AUFGABENSTELLUNG ->
Beantworten Sie anhand des Textauszugs die folgenden Fragen:
(a) An welchem Tag traf die erzählende Person P. Damian zum letzten Mal wie gewöhnlich voll Tätigkeit an?
(b) In wessen Hand hat P. Damian nach eigener Aussage alles übergeben?
(c) Wie wird er nach eigenen Worten sterben?

TEXTAUSZUG ->
------------------------

Fortsetzung von hier
„Samstag, den 23. März, war P. Damian noch wie gewöhnlich voll
Tätigkeit und ging geschäftig hin und her. Das war das letzte Mal, dass ich ihn
so traf. Seit dem 28. März ordnete er seine Rechnungen und nachdem er dieselben
unterzeichnet hatte, sagte er zu mir: ‚Wie glücklich bin ich, dass ich jetzt
alles in die Hand des hochwürdigsten Bischofs übergeben habe. Jetzt sterbe ich
ganz arm und habe nichts mehr.‘
Vom gleichen Tag an musste er das Bett hüten.

------------------------

BEREITGESTELLTE EINTRÄGE ->

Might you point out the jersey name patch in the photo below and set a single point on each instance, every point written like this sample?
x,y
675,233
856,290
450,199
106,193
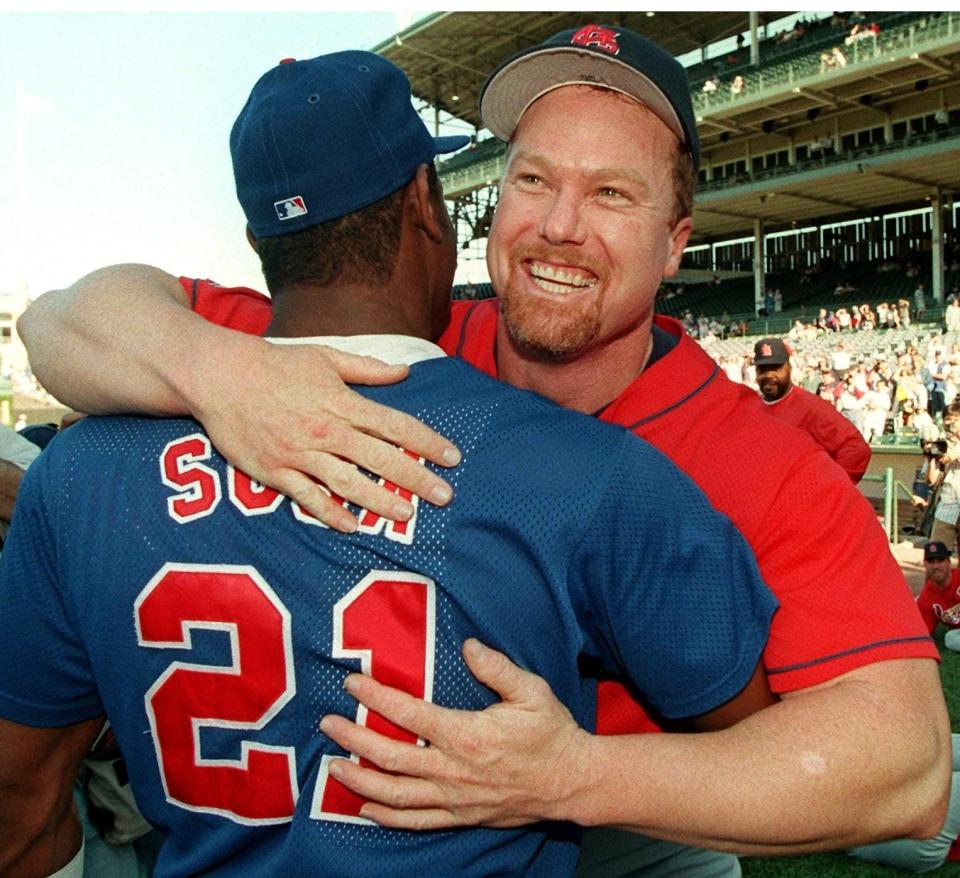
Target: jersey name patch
x,y
198,492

------------------------

RICHTIGE ANTWORT ->
(a) Am Samstag, den 23. März.
(b) In die Hand des hochwürdigsten Bischofs.
(c) Ganz arm, ohne noch etwas zu besitzen.